■ **EXERCISE REQUIREMENTS**: Every line below that has the string "locator" needs to be copied.

Referring expression data:
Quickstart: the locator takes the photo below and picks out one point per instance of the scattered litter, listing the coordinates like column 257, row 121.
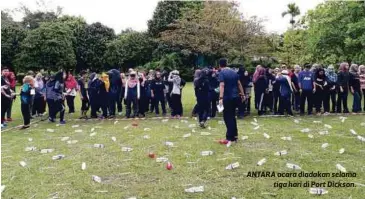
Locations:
column 99, row 146
column 206, row 153
column 286, row 138
column 341, row 168
column 72, row 142
column 261, row 162
column 23, row 164
column 162, row 159
column 47, row 150
column 233, row 166
column 280, row 153
column 362, row 139
column 306, row 130
column 96, row 179
column 127, row 149
column 205, row 133
column 317, row 191
column 195, row 189
column 325, row 145
column 58, row 157
column 32, row 148
column 292, row 166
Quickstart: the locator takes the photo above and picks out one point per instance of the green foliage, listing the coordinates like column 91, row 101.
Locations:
column 47, row 47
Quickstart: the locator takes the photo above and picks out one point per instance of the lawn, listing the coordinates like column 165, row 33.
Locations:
column 134, row 174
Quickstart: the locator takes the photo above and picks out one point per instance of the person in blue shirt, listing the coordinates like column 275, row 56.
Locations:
column 231, row 94
column 306, row 87
column 25, row 99
column 286, row 91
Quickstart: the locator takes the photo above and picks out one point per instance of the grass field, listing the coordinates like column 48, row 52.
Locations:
column 134, row 174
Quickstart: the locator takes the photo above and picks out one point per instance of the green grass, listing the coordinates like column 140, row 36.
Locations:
column 128, row 174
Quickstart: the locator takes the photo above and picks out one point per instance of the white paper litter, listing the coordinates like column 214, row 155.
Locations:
column 205, row 133
column 286, row 138
column 195, row 189
column 233, row 166
column 261, row 162
column 23, row 164
column 72, row 141
column 96, row 179
column 32, row 148
column 99, row 146
column 306, row 130
column 292, row 166
column 341, row 168
column 280, row 153
column 127, row 149
column 325, row 145
column 317, row 191
column 58, row 157
column 206, row 153
column 83, row 166
column 47, row 150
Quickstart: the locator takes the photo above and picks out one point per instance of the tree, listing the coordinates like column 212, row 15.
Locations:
column 47, row 47
column 94, row 47
column 293, row 11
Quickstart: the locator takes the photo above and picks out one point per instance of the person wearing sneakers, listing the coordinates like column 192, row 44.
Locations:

■ **RESULT BELOW**:
Quickstart: the locator takes the photo below and picks out one point per instance of the scattered litter, listing the coordinates like column 257, row 121.
Quickstart: the locator takes the photo above and picks out one point per instance of the green foliage, listing the coordinates like column 91, row 101.
Quickstart: the locator takes the photo above and picks out one point per instance of the lawn, listing the coordinates like column 165, row 33.
Quickstart: the locator takes the photo above and picks out one point per instance of the person in blue shirt, listing the coordinates like column 275, row 56.
Quickstart: the locator takes the photo above and picks out one point per instance of the grass field, listing the coordinates like column 48, row 52.
Quickstart: the locator takes the photo above and picks out one point per instance of the green grass, listing the coordinates like column 140, row 36.
Quickstart: the locator takes the photo above and picks out one point per instance of the white paper litter, listing the coordinates like column 214, row 155.
Quickstart: the locator takes the photo above and picks out one point per instance of the tree, listing the coordinates like column 212, row 15.
Quickstart: the locator takes the photo above and picks out one point per instance of the person wearing sneakers, listing the coordinates like column 192, row 44.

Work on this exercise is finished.